Region pointing data:
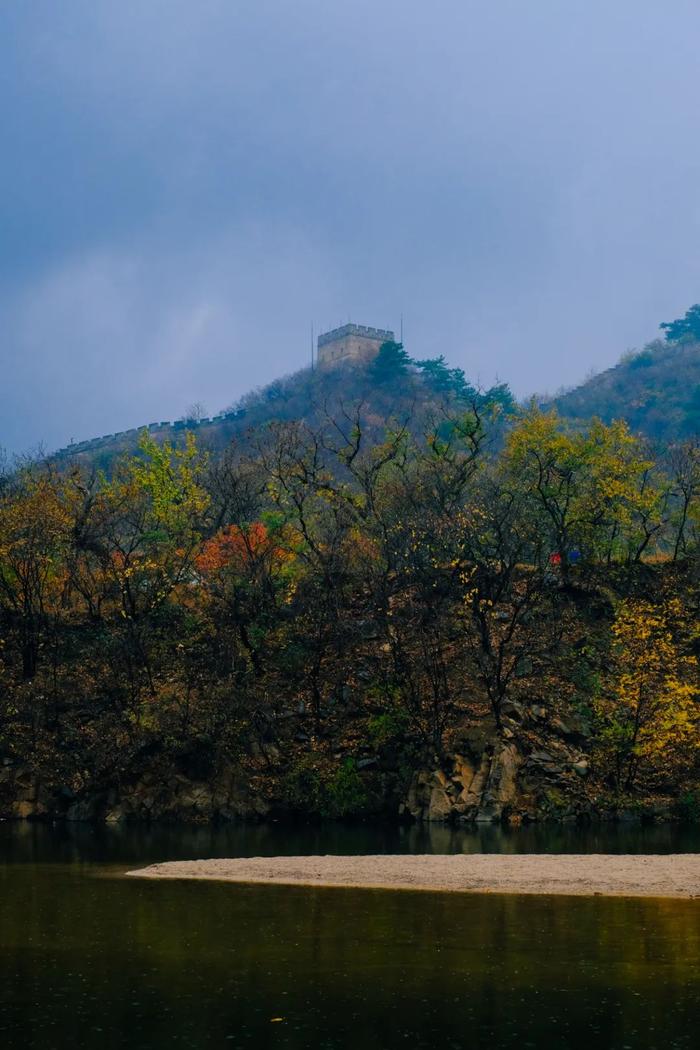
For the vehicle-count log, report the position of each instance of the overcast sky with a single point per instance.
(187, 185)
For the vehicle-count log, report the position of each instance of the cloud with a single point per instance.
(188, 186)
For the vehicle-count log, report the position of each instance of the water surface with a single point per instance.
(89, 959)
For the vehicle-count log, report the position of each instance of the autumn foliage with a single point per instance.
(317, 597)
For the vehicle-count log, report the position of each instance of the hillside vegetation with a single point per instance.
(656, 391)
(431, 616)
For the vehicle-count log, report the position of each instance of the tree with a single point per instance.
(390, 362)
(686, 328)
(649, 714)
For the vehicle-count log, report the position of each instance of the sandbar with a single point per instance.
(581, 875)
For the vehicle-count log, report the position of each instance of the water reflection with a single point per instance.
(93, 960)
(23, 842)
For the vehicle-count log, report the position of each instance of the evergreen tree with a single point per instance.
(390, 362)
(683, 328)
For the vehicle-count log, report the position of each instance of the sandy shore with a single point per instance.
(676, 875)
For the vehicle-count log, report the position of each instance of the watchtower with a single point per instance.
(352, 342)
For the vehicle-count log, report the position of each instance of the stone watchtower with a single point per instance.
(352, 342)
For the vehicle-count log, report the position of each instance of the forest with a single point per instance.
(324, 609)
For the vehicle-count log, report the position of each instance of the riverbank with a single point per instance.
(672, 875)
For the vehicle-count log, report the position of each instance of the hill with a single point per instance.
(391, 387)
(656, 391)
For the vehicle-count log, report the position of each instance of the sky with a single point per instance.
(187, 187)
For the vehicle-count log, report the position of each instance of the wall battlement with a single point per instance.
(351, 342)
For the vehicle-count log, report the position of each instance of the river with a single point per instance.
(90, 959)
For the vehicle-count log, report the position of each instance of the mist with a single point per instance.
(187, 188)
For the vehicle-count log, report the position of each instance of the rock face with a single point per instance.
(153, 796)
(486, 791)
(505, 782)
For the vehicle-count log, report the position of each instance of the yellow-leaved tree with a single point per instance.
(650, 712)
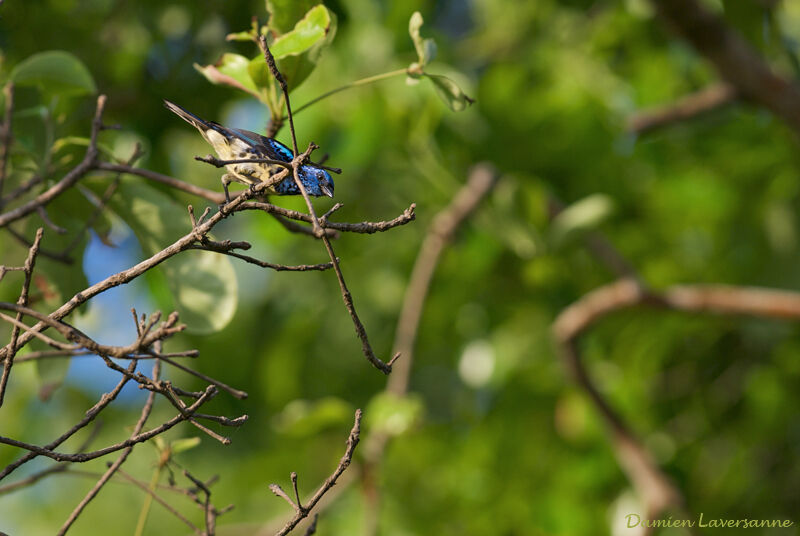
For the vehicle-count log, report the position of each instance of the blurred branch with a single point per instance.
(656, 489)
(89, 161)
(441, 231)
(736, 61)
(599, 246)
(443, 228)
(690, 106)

## EXERCISE PROMPT
Give back an exact reproduction of the entries, with all pictures excluded.

## SOLUTION TO THIS EXERCISE
For the vehicle-count log, report the position of each instance of the overcast sky with a single point per instance.
(187, 185)
For the vehicle-count log, report the position of each instance of the cloud with a single point per instance.
(188, 186)
For the vehicle-count log, report the position of each instance of the water surface with a single point per instance.
(89, 959)
For the vehicle-count log, report the position of each instance of the autumn foliage with a single point per instance.
(317, 597)
For the vehicle-count log, report the position of each instance of the hillside vegetation with a single point per instance.
(656, 391)
(431, 616)
For the vehicle-count log, report the position of each instance of the tree with a single point per instance.
(390, 362)
(686, 328)
(649, 714)
For the vehicle-count log, report the position of each instance of the sandbar with a single point per instance.
(581, 875)
For the vehicle-count log, report the position of each instance of the water reflection with a single point per instance.
(93, 960)
(23, 842)
For the vehicle-count log, report the position of each instance of the evergreen tree with a single point per instance.
(390, 362)
(683, 328)
For the vehicle-count log, report the position of each instance of the sandy shore with a single point per instance.
(676, 875)
For the vehicle-count log, report the position of each instance of the watchtower with a single point per instance.
(352, 342)
For the vehicle-count log, report the position of each instance of the stone watchtower with a single point per instance.
(352, 342)
For the vehicle-count log, report the position of each instance of the forest with a single point per instance.
(324, 609)
For the vehicle-count log, report the position of each instance of the riverbank with a single point per instance.
(672, 875)
For the vehicle-count log, report the position of each instance of the hill with a single point per instance.
(391, 387)
(656, 391)
For the vehicle-count log, report the position of each instance of the sky with a single point per instance.
(187, 187)
For the vehicle-count log, report the position of each instance of the wall battlement with a single point per instance.
(351, 342)
For the vehicle-count log, report the position of each instance of the river with a single point per instance.
(90, 959)
For the vehicle-count log, report the position of each instance of the mist with a single point per instance.
(187, 188)
For the vehicle-count log, report the position of each instance of the rock face with a single point per instance.
(153, 796)
(486, 791)
(505, 782)
For the vehicle-count log, report the position of each instance of the yellow-leaved tree with a single point per instance.
(650, 712)
For the vehicle-count log, report the position of each instance of the blurred branch with a single point per instance.
(656, 489)
(89, 161)
(441, 231)
(736, 61)
(599, 246)
(443, 228)
(690, 106)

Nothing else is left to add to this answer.